### Texte présenté
• • • • • • •

Mise en place du protocole expérimental
Les trois protagonistes sont présentés comme des cas d’école du déterminisme socio-culturel dans une séquence au montage savant, tant sur le plan de l’image que sur celui du son. Jean Le Gall est un fils de la bourgeoisie provinciale qui lit des bandes-dessinées d’aventure ou des manuels scolaires réactionnaires. Décidé à monter à Paris pour quitter cet univers trop étriqué, il entreprend une carrière qui doit le mener à un poste ministériel. Janine Garnier est, quant à elle, issue d’une famille communiste modeste. Elle grandit à Paris, récite Paul Éluard et lit Aragon, jusqu’au jour où elle quitte ses parents, qui rêvent pour elle d’un petit emploi dans une usine, afin de devenir comédienne. Enfin, René Ragueneau est un enfant de la campagne très pieux. Jeune homme, il claque la porte de la ferme familiale après une ultime dispute, entraînant avec lui sa fiancée. Sa vie le mène à un emploi de cadre moyen et corvéable dans une entreprise provinciale. Le scénario s’emploie alors à faire converger ces trois fuites dans des schémas de domination amoureuse, professionnelle, sociale, etc.
La trame fictionnelle est constamment entrecoupée des interventions du professeur Laborit, tantôt redoublées des images de ses expériences en laboratoire, tantôt illustrées par des plans de la faune marine dans une référence directe à Jean Painlevé, pionnier du cinéma scientifique. Les personnages apparaissent ainsi comme des cobayes grandeur nature. Ils le deviennent d’ailleurs au sens propre lorsqu’affublés de têtes de rats blancs ils rejouent certaines scènes clés, dont la relecture comique et absurde vient contrebalancer, par une surenchère volontaire, une démonstration scientifique un brin trop évidente. Resnais n’est pas dupe et même s’il ne renie, ni ne ridiculise le discours savant que le film entend dérouler, il le replace ainsi à distance en convoquant, presque grossièrement, l’artificialité du cinéma.

• • • • • • •

### Données fournies
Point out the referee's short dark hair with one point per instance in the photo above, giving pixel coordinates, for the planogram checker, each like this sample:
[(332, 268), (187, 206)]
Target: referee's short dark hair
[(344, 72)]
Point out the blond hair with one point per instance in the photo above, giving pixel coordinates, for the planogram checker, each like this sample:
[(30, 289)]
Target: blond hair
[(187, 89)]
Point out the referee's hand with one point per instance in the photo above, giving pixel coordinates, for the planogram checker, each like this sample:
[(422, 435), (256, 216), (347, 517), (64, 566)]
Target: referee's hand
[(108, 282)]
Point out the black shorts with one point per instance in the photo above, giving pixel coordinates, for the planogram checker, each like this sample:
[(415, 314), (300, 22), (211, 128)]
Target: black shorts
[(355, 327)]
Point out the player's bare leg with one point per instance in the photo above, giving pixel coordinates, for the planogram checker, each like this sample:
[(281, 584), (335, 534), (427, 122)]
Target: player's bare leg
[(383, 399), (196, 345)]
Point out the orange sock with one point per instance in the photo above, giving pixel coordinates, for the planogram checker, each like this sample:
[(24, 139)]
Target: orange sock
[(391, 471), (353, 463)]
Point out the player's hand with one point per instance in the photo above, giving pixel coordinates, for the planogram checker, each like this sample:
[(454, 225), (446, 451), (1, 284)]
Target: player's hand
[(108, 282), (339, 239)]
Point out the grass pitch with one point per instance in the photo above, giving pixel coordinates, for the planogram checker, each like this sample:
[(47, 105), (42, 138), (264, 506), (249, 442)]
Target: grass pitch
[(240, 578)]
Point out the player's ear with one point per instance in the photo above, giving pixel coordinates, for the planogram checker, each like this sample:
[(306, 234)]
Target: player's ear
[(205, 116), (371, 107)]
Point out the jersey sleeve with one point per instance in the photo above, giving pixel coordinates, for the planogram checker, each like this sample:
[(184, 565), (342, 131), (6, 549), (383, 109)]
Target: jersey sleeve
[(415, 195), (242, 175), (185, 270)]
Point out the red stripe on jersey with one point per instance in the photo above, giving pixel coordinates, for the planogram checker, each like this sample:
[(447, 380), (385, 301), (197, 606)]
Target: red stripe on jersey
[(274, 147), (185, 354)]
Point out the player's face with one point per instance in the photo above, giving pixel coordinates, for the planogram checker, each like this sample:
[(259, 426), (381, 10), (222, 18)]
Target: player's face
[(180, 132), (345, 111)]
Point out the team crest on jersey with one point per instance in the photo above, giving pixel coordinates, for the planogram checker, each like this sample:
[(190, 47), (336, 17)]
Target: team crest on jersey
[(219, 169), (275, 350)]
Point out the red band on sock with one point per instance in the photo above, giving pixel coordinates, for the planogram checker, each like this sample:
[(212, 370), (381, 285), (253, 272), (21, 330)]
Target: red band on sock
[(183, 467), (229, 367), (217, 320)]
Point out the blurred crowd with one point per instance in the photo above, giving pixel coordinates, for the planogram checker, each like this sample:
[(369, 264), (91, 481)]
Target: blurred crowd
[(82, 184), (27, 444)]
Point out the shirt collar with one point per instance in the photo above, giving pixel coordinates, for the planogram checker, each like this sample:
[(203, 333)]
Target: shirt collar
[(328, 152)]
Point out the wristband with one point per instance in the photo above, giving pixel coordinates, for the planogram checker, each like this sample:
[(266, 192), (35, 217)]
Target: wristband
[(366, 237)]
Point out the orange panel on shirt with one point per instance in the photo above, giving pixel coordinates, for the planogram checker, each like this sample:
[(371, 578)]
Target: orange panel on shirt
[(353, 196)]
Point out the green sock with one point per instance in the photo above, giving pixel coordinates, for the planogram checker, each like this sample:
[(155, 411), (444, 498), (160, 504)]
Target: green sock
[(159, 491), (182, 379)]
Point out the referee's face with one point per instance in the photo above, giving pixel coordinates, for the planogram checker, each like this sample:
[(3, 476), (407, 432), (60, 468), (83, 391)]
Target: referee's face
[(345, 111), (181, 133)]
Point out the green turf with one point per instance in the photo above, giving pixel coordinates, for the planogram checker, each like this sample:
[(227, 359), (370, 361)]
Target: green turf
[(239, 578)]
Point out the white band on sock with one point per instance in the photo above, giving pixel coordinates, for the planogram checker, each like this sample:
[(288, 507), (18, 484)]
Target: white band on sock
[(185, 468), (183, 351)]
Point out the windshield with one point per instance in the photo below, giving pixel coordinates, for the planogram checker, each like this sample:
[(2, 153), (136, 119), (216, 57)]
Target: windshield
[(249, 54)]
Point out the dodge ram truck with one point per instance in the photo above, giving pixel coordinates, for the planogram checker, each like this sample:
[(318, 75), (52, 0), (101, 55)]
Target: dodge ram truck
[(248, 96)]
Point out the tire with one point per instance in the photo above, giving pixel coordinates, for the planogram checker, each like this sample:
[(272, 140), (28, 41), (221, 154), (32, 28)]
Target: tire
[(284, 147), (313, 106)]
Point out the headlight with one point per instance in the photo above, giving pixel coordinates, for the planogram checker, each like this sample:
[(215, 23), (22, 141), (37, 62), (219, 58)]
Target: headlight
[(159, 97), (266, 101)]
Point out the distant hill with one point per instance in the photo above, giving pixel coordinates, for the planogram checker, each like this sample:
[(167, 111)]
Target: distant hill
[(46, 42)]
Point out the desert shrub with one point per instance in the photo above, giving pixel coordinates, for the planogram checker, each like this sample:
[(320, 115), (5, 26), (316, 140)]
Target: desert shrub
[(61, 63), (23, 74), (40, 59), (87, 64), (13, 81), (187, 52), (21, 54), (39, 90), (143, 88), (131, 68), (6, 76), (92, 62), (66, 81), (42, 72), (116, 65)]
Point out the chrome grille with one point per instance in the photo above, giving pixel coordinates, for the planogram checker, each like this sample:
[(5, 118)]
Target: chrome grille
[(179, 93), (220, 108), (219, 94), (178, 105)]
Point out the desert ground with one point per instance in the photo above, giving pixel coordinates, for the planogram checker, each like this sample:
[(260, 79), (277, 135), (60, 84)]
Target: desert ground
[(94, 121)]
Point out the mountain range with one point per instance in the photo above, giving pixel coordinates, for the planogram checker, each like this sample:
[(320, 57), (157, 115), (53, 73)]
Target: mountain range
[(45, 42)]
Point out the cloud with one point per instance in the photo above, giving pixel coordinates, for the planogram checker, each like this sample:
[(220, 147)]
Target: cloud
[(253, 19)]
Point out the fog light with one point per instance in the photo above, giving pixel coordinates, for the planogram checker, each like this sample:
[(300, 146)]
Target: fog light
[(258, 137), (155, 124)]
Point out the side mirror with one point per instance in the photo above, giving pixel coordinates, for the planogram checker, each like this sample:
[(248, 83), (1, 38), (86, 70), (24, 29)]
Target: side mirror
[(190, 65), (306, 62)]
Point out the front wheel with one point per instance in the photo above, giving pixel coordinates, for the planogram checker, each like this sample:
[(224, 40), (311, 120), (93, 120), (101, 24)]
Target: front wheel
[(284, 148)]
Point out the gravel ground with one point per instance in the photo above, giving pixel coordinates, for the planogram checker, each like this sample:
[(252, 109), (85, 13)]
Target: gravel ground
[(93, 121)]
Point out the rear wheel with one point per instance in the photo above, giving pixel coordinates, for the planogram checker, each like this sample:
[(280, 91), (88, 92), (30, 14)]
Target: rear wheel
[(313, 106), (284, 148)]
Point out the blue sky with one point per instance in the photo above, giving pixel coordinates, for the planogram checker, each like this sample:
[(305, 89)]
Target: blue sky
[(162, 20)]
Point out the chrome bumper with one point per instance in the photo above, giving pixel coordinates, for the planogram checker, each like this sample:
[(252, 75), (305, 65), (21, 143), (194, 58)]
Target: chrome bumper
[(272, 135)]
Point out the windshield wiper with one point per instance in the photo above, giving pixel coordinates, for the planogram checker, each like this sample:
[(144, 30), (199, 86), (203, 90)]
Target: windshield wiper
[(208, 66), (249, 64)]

• • • • • • •

### Tâches à réaliser
- 1) D'après le texte présenté, de quel milieu Janine Garnier est-elle issue ?
- 2) Mettez à jour un passage du texte présenté : commencez aux mots « La trame fictionnelle » et arrêtez-vous après « l’artificialité du cinéma. », en remplaçant « cobayes » par « sujets d'expérience ».
La liste n'intervient en rien ici.

### Résultats par tâche
- 1) D'une famille communiste modeste.

- 2)
La trame fictionnelle est constamment entrecoupée des interventions du professeur Laborit, tantôt redoublées des images de ses expériences en laboratoire, tantôt illustrées par des plans de la faune marine dans une référence directe à Jean Painlevé, pionnier du cinéma scientifique. Les personnages apparaissent ainsi comme des sujets d'expérience grandeur nature. Ils le deviennent d’ailleurs au sens propre lorsqu’affublés de têtes de rats blancs ils rejouent certaines scènes clés, dont la relecture comique et absurde vient contrebalancer, par une surenchère volontaire, une démonstration scientifique un brin trop évidente. Resnais n’est pas dupe et même s’il ne renie, ni ne ridiculise le discours savant que le film entend dérouler, il le replace ainsi à distance en convoquant, presque grossièrement, l’artificialité du cinéma.